**INSTRUCTIONS FOR THE TASK:**
Reproduce the entries that follow verbatim, down to the final line.

Saved entries
= = = = =

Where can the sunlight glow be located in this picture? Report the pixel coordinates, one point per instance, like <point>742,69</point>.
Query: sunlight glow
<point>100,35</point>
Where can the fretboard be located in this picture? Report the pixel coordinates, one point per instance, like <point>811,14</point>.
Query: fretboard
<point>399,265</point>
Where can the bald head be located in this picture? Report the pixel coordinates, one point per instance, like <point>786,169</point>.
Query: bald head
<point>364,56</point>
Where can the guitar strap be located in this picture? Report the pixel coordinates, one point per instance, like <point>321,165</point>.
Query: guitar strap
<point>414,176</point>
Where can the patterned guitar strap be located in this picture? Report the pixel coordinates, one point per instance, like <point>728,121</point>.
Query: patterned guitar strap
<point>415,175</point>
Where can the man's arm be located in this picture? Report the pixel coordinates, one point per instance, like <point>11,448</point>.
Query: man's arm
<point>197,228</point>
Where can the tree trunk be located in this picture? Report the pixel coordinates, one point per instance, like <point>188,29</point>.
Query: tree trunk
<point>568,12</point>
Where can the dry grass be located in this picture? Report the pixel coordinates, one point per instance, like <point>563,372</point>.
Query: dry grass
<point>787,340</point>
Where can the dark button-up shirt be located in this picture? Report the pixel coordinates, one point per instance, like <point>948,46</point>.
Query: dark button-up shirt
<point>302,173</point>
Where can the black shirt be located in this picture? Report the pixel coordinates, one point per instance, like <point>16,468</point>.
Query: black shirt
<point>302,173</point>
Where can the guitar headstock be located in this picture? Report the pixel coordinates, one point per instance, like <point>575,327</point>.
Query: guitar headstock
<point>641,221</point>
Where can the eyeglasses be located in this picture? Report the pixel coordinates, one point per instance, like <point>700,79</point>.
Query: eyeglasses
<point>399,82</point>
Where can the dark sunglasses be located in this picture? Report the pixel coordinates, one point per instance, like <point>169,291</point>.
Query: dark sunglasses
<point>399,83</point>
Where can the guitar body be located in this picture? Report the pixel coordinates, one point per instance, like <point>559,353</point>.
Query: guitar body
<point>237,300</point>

= = = = =

**OUTPUT:**
Where can the sunlight glow be located in this picture? Report the pixel coordinates, one point per instance, like <point>742,69</point>.
Query: sunlight glow
<point>100,35</point>
Where can the fretboard be located in this picture? Report the pixel coordinates, one point per instance, like <point>811,14</point>.
Query: fretboard
<point>399,265</point>
Where can the bald head be located in this picture? Report the pixel coordinates, one point per instance, like <point>786,169</point>.
Query: bald head
<point>364,56</point>
Where can the guitar strap be located in this picture? Report the pixel coordinates, one point per instance, like <point>321,165</point>.
Query: guitar strap
<point>414,176</point>
Where can the patterned guitar strap be located in this picture? Report the pixel coordinates, one point per instance, like <point>728,121</point>.
Query: patterned guitar strap
<point>415,175</point>
Where can the man's arm be located in this picture? Report the pixel coordinates, one point per instance, like <point>11,448</point>.
Query: man's arm
<point>197,228</point>
Where can the tree trunk be located in this picture? Report the pixel coordinates, one point per instance, like <point>188,29</point>.
Query: tree trunk
<point>568,12</point>
Where can the dry grass be located in this picture? Report the pixel coordinates, one point per instance, like <point>563,372</point>.
Query: dry grass
<point>787,340</point>
Where can the dark button-up shirt be located in this picture? Report the pixel coordinates, one point per instance, like <point>948,46</point>.
Query: dark button-up shirt
<point>302,173</point>
Where can the black shirt be located in this picture? Report the pixel coordinates, one point per instance, like <point>16,468</point>.
Query: black shirt
<point>302,173</point>
Where can the guitar headstock be located in this picture? Report the pixel coordinates, one point per instance, like <point>575,327</point>.
Query: guitar headstock
<point>641,221</point>
Where can the eyeglasses be located in this picture? Report the pixel coordinates, one point per instance, like <point>700,79</point>.
Query: eyeglasses
<point>399,82</point>
Where can the dark sunglasses be located in this picture? Report the pixel coordinates, one point per instance, like <point>169,291</point>.
Query: dark sunglasses
<point>399,83</point>
Where can the guitar body be located in this picture? Report the pixel coordinates, one point per instance, like <point>559,353</point>.
Query: guitar body
<point>237,300</point>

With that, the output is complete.